» **Activity**
Scan the data below and copy each line where "sofa" occurs.

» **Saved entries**

•••••

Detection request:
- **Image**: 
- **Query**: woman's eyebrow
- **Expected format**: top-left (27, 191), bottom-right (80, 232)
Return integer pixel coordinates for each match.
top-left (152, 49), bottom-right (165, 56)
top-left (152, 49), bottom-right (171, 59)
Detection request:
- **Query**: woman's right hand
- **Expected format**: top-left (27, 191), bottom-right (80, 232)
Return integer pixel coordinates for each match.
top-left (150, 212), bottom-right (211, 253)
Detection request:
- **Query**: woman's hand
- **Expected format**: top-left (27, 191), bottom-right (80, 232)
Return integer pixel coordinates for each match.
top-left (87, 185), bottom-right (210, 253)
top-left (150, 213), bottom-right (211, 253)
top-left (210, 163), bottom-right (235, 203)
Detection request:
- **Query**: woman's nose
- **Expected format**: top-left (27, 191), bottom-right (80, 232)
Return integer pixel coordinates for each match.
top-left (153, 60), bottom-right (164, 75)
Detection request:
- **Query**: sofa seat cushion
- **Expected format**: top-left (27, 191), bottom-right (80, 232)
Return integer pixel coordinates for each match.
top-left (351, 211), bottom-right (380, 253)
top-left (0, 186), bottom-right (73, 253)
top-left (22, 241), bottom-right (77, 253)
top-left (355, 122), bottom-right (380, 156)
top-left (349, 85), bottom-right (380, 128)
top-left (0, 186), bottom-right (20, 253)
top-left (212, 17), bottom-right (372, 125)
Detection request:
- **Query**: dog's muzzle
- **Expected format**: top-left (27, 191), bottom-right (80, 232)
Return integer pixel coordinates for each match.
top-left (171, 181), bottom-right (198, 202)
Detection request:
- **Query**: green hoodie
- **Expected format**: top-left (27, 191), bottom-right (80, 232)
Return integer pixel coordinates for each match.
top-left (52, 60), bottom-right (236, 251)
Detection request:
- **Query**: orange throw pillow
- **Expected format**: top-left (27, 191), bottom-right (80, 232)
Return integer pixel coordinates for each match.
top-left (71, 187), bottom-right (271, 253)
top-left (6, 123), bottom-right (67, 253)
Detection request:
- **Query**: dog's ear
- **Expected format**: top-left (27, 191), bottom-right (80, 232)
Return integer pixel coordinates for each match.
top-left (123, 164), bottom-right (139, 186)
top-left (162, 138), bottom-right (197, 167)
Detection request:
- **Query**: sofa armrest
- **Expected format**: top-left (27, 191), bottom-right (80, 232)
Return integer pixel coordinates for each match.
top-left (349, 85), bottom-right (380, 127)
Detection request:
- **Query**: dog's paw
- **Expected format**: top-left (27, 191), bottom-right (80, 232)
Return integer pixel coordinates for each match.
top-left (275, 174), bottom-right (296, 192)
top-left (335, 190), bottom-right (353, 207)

•••••

» **Answer to this problem**
- **Query**: sofa seat cushion
- **Query**: sofa armrest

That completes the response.